(Segmentation labeling entries)
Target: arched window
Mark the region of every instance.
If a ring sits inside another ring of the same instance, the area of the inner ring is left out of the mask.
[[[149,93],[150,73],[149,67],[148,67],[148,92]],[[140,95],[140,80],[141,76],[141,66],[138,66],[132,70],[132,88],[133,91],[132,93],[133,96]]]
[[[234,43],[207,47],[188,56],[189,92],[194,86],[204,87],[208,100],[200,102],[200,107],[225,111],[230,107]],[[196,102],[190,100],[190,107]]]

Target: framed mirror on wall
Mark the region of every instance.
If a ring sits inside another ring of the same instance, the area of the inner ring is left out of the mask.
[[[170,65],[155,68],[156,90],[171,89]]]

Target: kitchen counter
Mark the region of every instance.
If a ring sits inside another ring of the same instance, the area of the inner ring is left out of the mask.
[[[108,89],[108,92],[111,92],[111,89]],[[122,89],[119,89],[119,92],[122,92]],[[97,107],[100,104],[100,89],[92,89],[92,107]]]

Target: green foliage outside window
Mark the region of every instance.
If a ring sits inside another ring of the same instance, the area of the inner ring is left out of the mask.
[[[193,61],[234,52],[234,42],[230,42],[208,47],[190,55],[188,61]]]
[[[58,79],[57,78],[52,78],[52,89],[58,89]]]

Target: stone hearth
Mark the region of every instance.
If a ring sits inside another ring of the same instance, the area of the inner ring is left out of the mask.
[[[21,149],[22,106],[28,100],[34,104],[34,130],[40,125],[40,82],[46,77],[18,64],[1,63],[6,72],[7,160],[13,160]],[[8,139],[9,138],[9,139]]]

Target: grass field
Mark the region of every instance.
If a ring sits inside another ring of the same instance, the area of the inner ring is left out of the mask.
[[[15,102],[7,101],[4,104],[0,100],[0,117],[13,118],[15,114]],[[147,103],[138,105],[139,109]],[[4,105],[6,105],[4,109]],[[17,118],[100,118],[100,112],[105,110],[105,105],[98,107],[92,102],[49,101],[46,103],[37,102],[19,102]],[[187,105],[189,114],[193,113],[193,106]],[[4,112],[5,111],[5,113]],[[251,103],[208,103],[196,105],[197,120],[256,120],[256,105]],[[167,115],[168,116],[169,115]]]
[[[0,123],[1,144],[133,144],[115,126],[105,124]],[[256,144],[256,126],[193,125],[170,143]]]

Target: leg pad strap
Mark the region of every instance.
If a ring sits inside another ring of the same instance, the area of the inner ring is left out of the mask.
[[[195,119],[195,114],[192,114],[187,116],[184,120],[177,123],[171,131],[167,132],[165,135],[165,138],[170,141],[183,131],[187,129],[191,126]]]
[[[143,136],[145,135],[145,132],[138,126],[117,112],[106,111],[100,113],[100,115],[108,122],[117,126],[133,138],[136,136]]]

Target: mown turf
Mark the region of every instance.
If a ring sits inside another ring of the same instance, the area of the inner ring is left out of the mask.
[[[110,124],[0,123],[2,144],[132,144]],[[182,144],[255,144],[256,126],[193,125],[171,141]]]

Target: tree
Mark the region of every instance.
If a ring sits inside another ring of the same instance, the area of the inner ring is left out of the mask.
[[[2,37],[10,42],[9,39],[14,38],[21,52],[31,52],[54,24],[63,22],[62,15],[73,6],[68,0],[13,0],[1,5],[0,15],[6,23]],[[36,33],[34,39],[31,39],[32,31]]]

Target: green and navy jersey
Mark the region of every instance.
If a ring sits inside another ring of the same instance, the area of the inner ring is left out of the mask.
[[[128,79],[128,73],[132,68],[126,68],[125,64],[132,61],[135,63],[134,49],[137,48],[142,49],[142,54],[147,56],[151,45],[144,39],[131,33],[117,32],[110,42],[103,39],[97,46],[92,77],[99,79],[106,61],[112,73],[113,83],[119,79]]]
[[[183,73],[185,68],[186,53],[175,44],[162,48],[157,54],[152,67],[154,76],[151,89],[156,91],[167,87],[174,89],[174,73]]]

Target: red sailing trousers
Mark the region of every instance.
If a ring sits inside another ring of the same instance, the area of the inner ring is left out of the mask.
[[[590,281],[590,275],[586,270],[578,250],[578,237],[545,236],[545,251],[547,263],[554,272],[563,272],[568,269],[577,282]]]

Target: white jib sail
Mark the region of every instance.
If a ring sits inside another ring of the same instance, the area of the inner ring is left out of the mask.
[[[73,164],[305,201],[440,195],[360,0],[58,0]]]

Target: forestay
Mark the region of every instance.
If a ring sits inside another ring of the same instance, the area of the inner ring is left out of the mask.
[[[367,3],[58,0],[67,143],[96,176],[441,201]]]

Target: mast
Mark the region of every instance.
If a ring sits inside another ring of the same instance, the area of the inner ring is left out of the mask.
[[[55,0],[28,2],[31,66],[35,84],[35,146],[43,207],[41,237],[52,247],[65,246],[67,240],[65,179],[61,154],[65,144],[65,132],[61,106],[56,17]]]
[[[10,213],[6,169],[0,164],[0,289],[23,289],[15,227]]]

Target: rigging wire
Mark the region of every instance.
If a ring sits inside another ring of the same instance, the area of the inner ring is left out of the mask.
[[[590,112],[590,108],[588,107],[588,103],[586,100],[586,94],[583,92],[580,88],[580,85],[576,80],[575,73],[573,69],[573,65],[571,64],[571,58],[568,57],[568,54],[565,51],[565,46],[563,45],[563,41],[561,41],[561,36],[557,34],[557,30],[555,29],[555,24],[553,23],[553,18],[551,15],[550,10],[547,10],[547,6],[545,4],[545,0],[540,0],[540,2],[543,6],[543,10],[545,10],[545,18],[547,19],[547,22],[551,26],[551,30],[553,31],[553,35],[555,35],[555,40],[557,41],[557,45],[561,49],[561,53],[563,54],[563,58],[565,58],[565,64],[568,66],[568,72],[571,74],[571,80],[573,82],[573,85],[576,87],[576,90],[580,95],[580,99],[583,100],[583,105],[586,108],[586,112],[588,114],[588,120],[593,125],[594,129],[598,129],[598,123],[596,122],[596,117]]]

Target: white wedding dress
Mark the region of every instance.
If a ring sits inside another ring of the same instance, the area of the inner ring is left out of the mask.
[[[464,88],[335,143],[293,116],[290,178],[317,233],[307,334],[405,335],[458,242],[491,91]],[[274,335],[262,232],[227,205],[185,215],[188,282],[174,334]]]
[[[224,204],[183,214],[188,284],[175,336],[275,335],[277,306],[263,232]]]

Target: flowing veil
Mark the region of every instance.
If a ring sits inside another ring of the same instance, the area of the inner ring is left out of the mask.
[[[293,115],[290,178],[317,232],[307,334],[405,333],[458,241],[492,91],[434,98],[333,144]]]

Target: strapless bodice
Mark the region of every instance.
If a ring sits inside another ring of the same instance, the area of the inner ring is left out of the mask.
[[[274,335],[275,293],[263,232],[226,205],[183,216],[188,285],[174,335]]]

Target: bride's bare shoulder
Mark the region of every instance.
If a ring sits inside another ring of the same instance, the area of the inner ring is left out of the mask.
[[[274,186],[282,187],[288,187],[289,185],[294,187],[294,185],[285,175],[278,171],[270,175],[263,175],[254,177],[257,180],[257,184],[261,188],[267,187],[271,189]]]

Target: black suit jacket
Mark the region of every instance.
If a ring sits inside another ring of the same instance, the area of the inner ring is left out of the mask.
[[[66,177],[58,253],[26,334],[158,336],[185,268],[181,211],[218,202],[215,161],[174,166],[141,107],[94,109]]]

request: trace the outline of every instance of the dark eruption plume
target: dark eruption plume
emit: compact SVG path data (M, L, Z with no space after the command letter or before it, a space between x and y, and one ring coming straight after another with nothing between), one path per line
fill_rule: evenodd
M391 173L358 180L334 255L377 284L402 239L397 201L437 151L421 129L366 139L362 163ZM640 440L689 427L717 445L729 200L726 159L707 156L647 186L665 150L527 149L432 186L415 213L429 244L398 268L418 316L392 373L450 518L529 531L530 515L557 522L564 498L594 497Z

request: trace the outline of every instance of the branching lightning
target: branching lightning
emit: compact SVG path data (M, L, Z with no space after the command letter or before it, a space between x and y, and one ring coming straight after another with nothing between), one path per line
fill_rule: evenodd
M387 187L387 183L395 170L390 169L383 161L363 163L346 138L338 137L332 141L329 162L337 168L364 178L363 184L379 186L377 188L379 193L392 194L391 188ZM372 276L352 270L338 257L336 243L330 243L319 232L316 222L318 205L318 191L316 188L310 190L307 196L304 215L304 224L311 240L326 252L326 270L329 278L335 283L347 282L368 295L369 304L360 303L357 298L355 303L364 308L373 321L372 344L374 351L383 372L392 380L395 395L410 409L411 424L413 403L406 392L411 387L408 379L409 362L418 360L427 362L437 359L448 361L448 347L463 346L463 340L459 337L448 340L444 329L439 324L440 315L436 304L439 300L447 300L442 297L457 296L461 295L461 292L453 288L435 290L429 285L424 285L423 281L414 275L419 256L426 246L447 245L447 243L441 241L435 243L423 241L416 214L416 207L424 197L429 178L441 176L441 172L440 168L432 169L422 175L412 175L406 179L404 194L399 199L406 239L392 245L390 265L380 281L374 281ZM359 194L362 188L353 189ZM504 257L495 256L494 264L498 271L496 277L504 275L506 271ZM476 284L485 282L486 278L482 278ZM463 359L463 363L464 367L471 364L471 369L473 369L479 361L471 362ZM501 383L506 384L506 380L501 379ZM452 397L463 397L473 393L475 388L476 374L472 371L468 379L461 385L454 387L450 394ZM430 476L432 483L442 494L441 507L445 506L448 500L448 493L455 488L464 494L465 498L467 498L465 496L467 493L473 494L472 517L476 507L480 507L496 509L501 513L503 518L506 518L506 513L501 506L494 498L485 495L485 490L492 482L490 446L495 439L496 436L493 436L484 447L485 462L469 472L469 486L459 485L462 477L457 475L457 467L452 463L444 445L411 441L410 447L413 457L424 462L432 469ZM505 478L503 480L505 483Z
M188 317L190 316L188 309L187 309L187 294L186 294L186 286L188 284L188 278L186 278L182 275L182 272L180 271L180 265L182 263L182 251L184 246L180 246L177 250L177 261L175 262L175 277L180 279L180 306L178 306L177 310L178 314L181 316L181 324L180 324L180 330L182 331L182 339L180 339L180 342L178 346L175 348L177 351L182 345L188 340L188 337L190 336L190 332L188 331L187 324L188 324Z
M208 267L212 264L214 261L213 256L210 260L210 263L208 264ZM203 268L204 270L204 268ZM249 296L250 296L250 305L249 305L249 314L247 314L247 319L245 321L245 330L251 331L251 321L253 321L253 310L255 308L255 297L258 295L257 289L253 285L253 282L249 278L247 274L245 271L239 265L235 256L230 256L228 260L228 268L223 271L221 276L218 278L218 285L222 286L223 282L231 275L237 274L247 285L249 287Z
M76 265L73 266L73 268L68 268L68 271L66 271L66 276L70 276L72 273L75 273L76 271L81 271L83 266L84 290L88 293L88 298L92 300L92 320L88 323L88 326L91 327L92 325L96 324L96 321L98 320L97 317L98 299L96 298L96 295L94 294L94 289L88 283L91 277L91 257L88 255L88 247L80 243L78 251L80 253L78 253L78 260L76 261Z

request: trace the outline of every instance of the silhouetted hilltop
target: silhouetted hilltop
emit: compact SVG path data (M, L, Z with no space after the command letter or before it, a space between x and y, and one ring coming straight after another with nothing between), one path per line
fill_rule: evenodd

Problem to solve:
Could you arrange only the entries starting with the line containing "Target: forestay" and going on through the line containing "[[[10,213],[6,169],[0,164],[0,289],[23,289],[15,227]]]" as a two-column CSV with the columns request and mask? Give one row per entry, holding its text and its answer, each in a single quoted field with line breaks replaced by spaces.

Answer to this exercise:
request,mask
"Target: forestay Mark the region of every instance. If a ring sits inside another ring of the same instance, the area of the inner ring is left out of the mask.","[[[367,3],[58,0],[67,143],[96,176],[441,201]]]"
"Target: mast Mark the region of every instance. If a ring sits inside another ring of the same instance, the area of the inner ring is left out of the mask.","[[[55,0],[28,2],[31,66],[35,84],[35,146],[43,207],[41,237],[52,247],[65,246],[67,240],[65,179],[61,154],[65,144],[65,132],[61,106],[56,17]]] [[[10,213],[6,169],[0,164],[0,289],[23,289],[15,227]]]"